▶ [Required work]: Reproduce the entries in full, with no changes.

(Part of a data file)
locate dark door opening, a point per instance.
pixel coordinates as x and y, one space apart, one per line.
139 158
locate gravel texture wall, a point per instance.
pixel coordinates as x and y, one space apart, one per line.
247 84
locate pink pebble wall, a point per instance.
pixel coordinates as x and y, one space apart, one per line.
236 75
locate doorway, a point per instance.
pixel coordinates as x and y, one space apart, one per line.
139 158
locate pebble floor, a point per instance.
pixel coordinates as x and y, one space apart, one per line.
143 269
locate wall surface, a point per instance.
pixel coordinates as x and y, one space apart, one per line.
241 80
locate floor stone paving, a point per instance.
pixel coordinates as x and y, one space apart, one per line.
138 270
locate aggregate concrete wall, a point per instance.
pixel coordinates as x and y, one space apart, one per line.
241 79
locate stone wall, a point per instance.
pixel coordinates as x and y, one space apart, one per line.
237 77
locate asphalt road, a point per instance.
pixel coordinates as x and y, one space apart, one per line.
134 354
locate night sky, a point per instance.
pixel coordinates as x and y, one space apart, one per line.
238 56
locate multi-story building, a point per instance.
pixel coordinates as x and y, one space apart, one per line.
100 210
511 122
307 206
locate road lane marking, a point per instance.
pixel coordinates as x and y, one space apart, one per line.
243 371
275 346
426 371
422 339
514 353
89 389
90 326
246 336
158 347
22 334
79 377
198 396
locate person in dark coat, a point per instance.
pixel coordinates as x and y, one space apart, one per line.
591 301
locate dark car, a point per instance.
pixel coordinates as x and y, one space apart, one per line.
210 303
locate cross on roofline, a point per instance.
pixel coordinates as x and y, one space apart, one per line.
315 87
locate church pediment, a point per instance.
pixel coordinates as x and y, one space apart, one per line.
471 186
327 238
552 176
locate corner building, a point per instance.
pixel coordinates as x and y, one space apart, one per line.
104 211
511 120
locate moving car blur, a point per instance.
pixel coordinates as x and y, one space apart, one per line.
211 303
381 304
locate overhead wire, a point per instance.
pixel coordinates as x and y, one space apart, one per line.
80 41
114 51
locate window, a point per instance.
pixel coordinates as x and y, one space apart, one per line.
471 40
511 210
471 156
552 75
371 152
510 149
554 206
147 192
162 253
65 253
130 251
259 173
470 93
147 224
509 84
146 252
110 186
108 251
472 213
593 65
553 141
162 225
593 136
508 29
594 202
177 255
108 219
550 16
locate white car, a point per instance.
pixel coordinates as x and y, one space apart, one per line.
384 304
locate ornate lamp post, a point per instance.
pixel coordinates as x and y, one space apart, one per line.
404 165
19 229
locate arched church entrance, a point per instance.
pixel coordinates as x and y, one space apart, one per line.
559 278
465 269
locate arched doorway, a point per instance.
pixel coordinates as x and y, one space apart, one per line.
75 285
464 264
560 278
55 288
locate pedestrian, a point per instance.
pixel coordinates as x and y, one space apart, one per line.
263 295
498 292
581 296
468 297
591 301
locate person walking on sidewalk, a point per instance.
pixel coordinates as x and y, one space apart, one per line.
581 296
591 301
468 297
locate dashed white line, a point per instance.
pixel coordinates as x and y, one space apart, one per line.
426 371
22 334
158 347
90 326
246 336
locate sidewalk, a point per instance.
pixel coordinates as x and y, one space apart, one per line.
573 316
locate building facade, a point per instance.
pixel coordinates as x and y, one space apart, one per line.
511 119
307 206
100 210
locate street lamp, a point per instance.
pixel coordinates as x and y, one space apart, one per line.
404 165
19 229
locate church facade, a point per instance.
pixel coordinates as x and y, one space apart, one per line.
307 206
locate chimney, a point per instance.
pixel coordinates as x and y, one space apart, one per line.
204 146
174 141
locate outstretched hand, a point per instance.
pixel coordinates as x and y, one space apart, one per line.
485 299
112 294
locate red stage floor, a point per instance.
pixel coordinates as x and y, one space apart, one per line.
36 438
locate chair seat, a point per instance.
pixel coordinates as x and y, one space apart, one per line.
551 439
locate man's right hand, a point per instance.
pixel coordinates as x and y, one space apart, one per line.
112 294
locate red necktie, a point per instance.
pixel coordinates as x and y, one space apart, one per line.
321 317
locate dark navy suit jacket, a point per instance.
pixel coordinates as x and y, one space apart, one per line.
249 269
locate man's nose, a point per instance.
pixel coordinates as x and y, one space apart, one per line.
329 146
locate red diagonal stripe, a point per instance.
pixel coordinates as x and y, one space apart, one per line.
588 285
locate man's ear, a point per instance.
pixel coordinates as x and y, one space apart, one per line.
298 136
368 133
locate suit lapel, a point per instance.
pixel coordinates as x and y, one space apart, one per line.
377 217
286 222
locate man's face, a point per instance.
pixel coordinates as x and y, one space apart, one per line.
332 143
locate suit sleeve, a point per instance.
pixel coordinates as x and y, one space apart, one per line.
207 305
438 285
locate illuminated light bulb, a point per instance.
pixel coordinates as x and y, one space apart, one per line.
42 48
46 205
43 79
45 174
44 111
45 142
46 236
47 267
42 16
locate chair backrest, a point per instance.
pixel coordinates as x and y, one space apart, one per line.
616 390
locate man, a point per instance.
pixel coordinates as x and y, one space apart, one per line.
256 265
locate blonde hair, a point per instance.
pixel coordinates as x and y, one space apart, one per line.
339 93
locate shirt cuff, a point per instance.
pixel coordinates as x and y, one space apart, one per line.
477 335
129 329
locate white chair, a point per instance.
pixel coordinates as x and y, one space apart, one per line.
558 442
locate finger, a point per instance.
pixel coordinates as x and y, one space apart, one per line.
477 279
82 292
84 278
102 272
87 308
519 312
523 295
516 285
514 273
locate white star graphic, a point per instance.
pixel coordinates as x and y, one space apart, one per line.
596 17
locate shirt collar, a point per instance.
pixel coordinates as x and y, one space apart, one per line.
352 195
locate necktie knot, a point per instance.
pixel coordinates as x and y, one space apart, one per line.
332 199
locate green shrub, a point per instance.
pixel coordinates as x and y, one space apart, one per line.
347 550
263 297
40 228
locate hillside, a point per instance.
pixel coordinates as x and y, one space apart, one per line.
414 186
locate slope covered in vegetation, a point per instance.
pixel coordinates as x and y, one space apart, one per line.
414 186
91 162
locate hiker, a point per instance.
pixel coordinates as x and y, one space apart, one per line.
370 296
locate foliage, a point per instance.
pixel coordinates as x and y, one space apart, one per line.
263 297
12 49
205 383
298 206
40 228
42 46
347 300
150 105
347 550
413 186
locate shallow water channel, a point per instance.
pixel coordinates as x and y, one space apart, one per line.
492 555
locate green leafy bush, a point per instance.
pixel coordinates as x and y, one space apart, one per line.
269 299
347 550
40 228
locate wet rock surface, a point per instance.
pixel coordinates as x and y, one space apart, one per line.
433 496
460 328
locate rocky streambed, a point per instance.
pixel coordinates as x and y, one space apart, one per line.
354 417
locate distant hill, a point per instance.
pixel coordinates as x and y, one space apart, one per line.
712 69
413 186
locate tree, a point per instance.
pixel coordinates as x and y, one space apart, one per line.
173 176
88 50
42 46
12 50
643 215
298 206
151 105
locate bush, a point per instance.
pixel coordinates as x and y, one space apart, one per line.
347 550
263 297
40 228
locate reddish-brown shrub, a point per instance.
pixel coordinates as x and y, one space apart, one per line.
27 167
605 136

▶ [Full output]:
locate dark door opening, a point per instance.
pixel coordinates as x and y, one space apart, one per line.
139 158
locate gravel texture wall, a point per instance.
pixel coordinates as x and y, one space apart, one per line.
247 84
locate pink pebble wall, a point per instance.
pixel coordinates as x and y, one space apart, one per line.
236 75
locate doorway, a point per instance.
pixel coordinates as x and y, one space apart, one per line.
139 158
locate pebble floor, a point per instance.
pixel coordinates as x and y, one space apart, one per line.
143 269
locate wall surface, a point per instance.
pixel coordinates as x and y, one space apart, one per line.
241 80
locate floor stone paving, a point per instance.
pixel coordinates as x and y, one space apart, one per line.
138 270
locate aggregate concrete wall, a point per instance.
pixel coordinates as x and y, one space apart, one per line.
241 79
locate stone wall, a point per instance.
pixel coordinates as x and y, one space apart, one per line.
237 77
locate asphalt road, a point per instance.
pixel coordinates as x and y, one space apart, one per line.
134 354
locate night sky, a point per instance.
pixel coordinates as x and y, one space apart, one per line.
238 56
locate multi-story building, a point per instance.
pixel coordinates as x and y, one space apart, one per line.
100 210
511 122
307 206
locate road lane marking, a point per instance.
pixel coordinates as x and y, one space apart, one per line.
243 371
275 346
426 371
422 339
514 353
89 389
90 326
246 336
158 347
22 334
79 377
198 396
locate person in dark coat, a point per instance.
pixel coordinates as x and y, one space apart, one per line.
591 301
locate dark car, a point per instance.
pixel coordinates as x and y, one space apart, one per line.
210 303
locate cross on roofline, a point per instance.
pixel coordinates as x and y, one space apart, one per line.
315 87
locate church pediment, a point per instance.
pixel coordinates as x and y, one space apart, one per line.
471 186
327 238
552 176
locate corner building, a point per instance.
pixel coordinates as x and y, one space apart, one per line.
104 211
511 120
locate moving car blur, a point per instance.
pixel coordinates as x and y, one space apart, one per line.
211 303
381 304
locate overhead wire, a point per instance.
pixel coordinates as x and y, one space apart, one per line.
80 41
114 51
locate window, a point per instance.
pixel coordinates as x and y, one space apart, one per line.
471 40
511 210
471 156
552 75
371 152
510 149
554 206
147 192
162 253
65 253
130 251
259 173
470 93
147 224
509 84
146 252
110 186
108 251
472 213
593 65
553 141
162 225
593 136
508 29
594 202
177 255
108 219
550 16
locate white car, a point per instance.
pixel coordinates as x and y, one space apart, one per line.
384 304
locate ornate lamp post, a point per instance.
pixel coordinates as x and y, one space apart, one per line.
404 165
19 229
locate arched church entrance, a point per instance.
pixel coordinates as x and y, one space apart, one per line.
559 278
465 269
locate arched doorway, a point per instance.
pixel coordinates as x and y, one space apart, one per line.
75 285
464 264
560 278
55 288
locate pedestrian, a point per instance.
pixel coordinates as x and y, one space apart, one per line.
263 295
498 292
581 296
468 297
591 301
locate person walking on sidewalk, a point per instance.
pixel coordinates as x and y, one space apart, one per line.
581 296
591 301
468 297
locate dashed white line, a point per instance.
pixel coordinates as x and y, one space apart, one per line.
426 371
22 334
158 347
90 326
246 336
locate sidewalk, a point per instance.
pixel coordinates as x and y, one space apart, one per line.
573 316
locate building facade, a point per instance.
pixel coordinates as x and y, one space apart, one per line.
511 119
307 206
100 210
locate street lamp, a point per instance.
pixel coordinates as x and y, one space apart, one per line.
404 165
19 229
locate church facade, a point per instance.
pixel coordinates as x and y, one space apart, one per line.
307 206
locate chimney, a point per instance.
pixel coordinates as x and y, one space apart, one per line.
204 146
174 141
locate outstretched hand, a point per instance.
pixel coordinates as x and y, one space apart, one per line.
485 299
112 294
locate red stage floor, a point per instance.
pixel coordinates as x and y, one space apart, one per line.
36 438
locate chair seat, a point per instance.
pixel coordinates as x and y, one space apart, one per line.
551 439
locate man's right hand, a point per instance.
pixel coordinates as x and y, one space apart, one per line.
112 294
locate red necktie, a point per instance.
pixel coordinates as x and y, one space apart, one per line.
321 317
locate dark navy suit jacket, a point per instance.
pixel coordinates as x and y, one space apart, one per line.
249 269
locate man's nose, a point per instance.
pixel coordinates as x and y, one space apart, one per line.
329 146
locate red diagonal stripe, a point per instance.
pixel coordinates as x and y, one space apart, one per line.
588 285
locate man's ear, a point per instance.
pixel coordinates as x and y, one space apart, one per line.
298 136
368 133
locate suit lapel, a point per instance.
pixel coordinates as x and y, one space apart, one per line.
377 217
286 222
locate man's face, a point per instance.
pixel coordinates as x and y, one space apart, one per line.
332 143
locate suit sleeve, a point per instance.
pixel coordinates as x and y, one space apart, one per line.
207 305
438 285
locate illuminated light bulb, a point per instance.
pixel coordinates as x and y, one space apart, one per line.
42 48
46 205
43 79
45 174
44 111
45 142
46 236
47 267
42 16
locate chair backrest, a point per instance.
pixel coordinates as x and y, one space apart, one per line.
616 390
locate man, a point per instance.
pixel coordinates as x and y, one space apart, one per line.
256 265
locate blonde hair, a point per instance.
pixel coordinates as x and y, one space apart, one per line.
339 93
locate shirt cuff, a point per instance.
pixel coordinates as x and y, one space apart, one per line.
477 335
129 329
locate white chair, a point per instance.
pixel coordinates as x and y, one space apart, one per line.
558 442
locate finger, a point per instance.
pixel coordinates as x and y, one space apart, one per line.
477 279
82 292
84 278
102 272
87 308
519 312
523 295
516 285
514 273
locate white star graphic, a point per instance.
pixel coordinates as x and y, one space apart, one per line.
596 17
locate shirt collar, a point per instance.
pixel coordinates as x and y, one space apart, one per line.
352 195
locate necktie knot, a point per instance.
pixel coordinates as x and y, one space apart, one per line.
332 199
locate green shrub, a point per instance.
pixel coordinates as x and y, one space apart, one per line.
347 550
263 297
40 228
locate hillside, a point per instance.
pixel coordinates as x and y, one space apart, one per line.
414 186
locate slope covered in vegetation, a point per instance.
pixel coordinates as x and y, one space apart, one per line.
414 186
91 162
locate hiker, a point per instance.
pixel coordinates as x and y, one space apart, one per line.
370 296
locate foliage, a point per instance.
pixel coordinates as x and y, one space apart, one per line.
263 297
12 49
205 383
298 206
40 228
42 46
347 300
150 105
347 550
413 186
locate shallow water channel, a point per instance.
pixel coordinates as x and y, one space apart, one per line.
492 555
locate green leafy bush, a point per instance.
pixel coordinates as x and y, one space apart, one per line.
269 299
347 550
40 228
locate wet rock surface, a point per instance.
pixel coordinates as x and y, one space apart, one per line.
433 496
460 328
locate rocky streambed, a point per instance.
pixel coordinates as x and y, one space apart, one per line.
354 417
locate distant hill, a point per instance.
pixel coordinates as x and y, one space apart, one per line.
712 69
413 186
locate tree, a point per instance.
pixel coordinates as x and y, one space apart, one per line.
173 176
88 50
42 46
12 50
643 215
298 206
151 105
locate bush, a point per instance.
pixel coordinates as x and y, one space apart, one per line.
347 550
263 297
40 228
locate reddish-brown shrub, a point per instance.
pixel coordinates as x and y, one space apart, one per line.
27 167
605 136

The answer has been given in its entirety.